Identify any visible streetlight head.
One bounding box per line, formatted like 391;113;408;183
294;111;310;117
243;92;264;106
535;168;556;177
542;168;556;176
□ □ □ □
Each record above should be transcribed exactly.

• **EXERCISE RESULT**
Identify any visible streetlight head.
One bounding box per line, formatted like 391;113;408;183
294;111;310;117
243;92;264;106
535;168;556;177
542;168;556;176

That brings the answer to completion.